Rz. 27
In den meisten Fällen hat der Versicherungsnehmer im Versicherungsvertrag bestimmt, welche dritte Person die Begünstigte, also zum Empfang der Versicherungsleistung berechtigt ist. Der Begünstigte erwirbt einen unmittelbaren Leistungsanspruch gegen den Versicherer. Die Versicherungssumme fällt nicht in den Nachlass und bleibt somit dem Zugriff der Erben oder eines Nachlassgläubigers entzogen.
In vielen Versicherungsverträgen sind Versicherungsnehmer und versicherte Person ("Gefahrsperson") nicht identisch.
Gerade bei der Finanzierung von Immobilien kommt es häufig vor, dass ein Versicherungsnehmer eines seiner Kinder als Risikoperson in den Vertrag aufnimmt, da der Tod einer jüngeren Person unwahrscheinlicher ist, so dass auch die Versicherungsprämien entsprechend niedriger sind. In derartigen Fällen hat der Tod des Versicherungsnehmers keinen Einfluss auf den Fortbestand des Versicherungsvertrages.
a) Unwiderrufliche Bezugsberechtigung
Rz. 28
Wenn im Versicherungsvertrag bestimmt ist, dass der Dritte unwiderruflich bezugsberechtigt ist, können weder der Versicherungsnehmer noch die Erben diese Bezugsberechtigung ohne Zustimmung des unwiderruflich Berechtigten ändern. Die Auszahlung der Versicherungssumme an den unwiderruflich Bezugsberechtigten kann daher nicht verhindert werden, sie fällt auch nicht in den Nachlass und ist auch bei der Wertbemessung des Nachlasses nicht zu berücksichtigen.
b) Widerrufliche Bezugsberechtigung
Rz. 29
Ganz anders liegt der Fall bei einer widerruflichen Bezugsberechtigung. Ebenso wie ein Testamentserbe hat der Berechtigte nur eine unsichere Position, die jederzeit vom Versicherungsnehmer und möglicherweise auch später von seinen Erben noch geändert werden kann.
Die Einräumung eines widerruflichen Bezugsrechtes ist eine Schenkung auf den Todesfall.
Rz. 30
Dieses Schenkungsversprechen gemäß § 518 Abs. 1 BGB wird in Ermangelung einer notariellen Beurkundung erst durch den Vollzug der Schenkung wirksam (§ 518 Abs. 2 BGB). Es kann daher zu einem "Wettlauf" zwischen den Bezugsberechtigten und der Erbengemeinschaft kommen: Ebenso wie der Erblasser kann die Erbengemeinschaft die Bezugsberechtigung des widerruflich Begünstigten widerrufen, bevor der Versicherer seine Leistung erbracht hat.
Hinweis
Befindet sich im Nachlass eine Lebensversicherung mit einer widerruflichen Bezugsberechtigung, sollten die Erben in jedem Fall diese Bezugsberechtigung widerrufen.

= = = =

## [Schriftliche Aufgaben]
(a) Übersetze den Satz „Die Einräumung eines widerruflichen Bezugsrechtes ist eine Schenkung auf den Todesfall.“ aus dem Textauszug ins Englische.
(b) Gib bitte die Stelle aus dem Textauszug wortgetreu wieder, von „Gerade bei der“ bis einschließlich „Fortbestand des Versicherungsvertrages.“.

## [Dateneinträge]
= = = =

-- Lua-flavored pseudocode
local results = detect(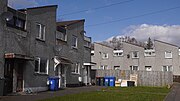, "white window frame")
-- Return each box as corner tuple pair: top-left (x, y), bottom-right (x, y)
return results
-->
(71, 35), (78, 48)
(35, 57), (49, 74)
(113, 66), (121, 70)
(56, 31), (67, 41)
(100, 65), (108, 70)
(165, 51), (172, 59)
(144, 50), (156, 56)
(130, 66), (139, 71)
(36, 23), (46, 41)
(71, 63), (80, 74)
(113, 50), (123, 57)
(145, 66), (152, 71)
(162, 65), (173, 72)
(102, 53), (109, 59)
(132, 51), (139, 58)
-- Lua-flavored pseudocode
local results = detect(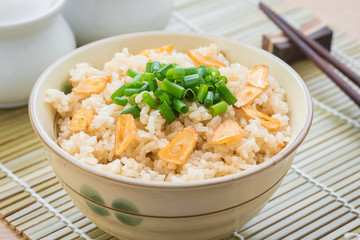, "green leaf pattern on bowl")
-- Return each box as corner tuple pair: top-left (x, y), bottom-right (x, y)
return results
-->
(80, 185), (110, 216)
(80, 185), (143, 226)
(111, 198), (143, 226)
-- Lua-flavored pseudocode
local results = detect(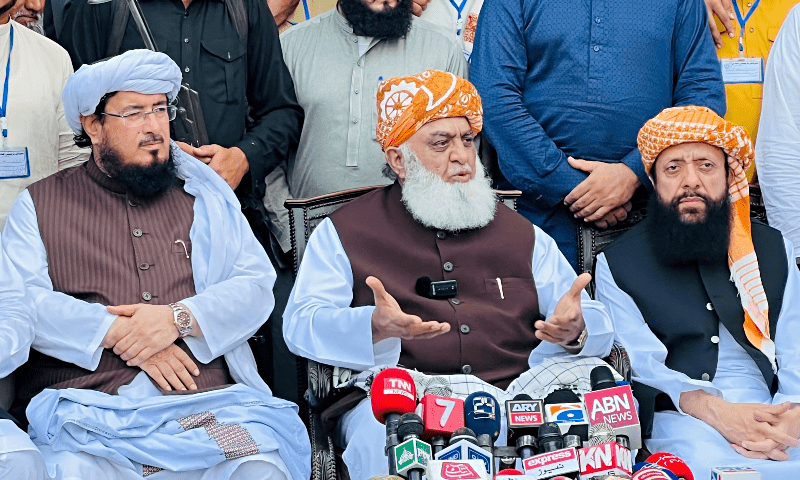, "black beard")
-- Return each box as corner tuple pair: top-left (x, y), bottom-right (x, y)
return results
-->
(647, 191), (731, 265)
(98, 145), (180, 202)
(338, 0), (412, 39)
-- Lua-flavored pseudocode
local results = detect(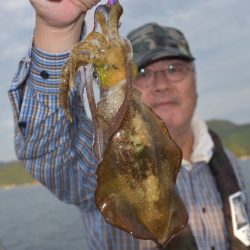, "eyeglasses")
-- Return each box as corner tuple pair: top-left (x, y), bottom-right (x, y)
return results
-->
(135, 63), (194, 88)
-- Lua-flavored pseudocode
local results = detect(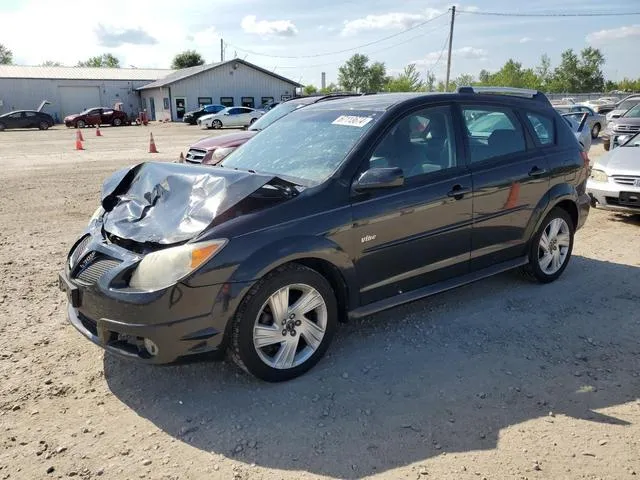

= = = =

## [Ergebnisse in Reihenfolge]
(a) The granting of a revocable beneficiary right is a gift in the event of death.

(b)
Gerade bei der Finanzierung von Immobilien kommt es häufig vor, dass ein Versicherungsnehmer eines seiner Kinder als Risikoperson in den Vertrag aufnimmt, da der Tod einer jüngeren Person unwahrscheinlicher ist, so dass auch die Versicherungsprämien entsprechend niedriger sind. In derartigen Fällen hat der Tod des Versicherungsnehmers keinen Einfluss auf den Fortbestand des Versicherungsvertrages.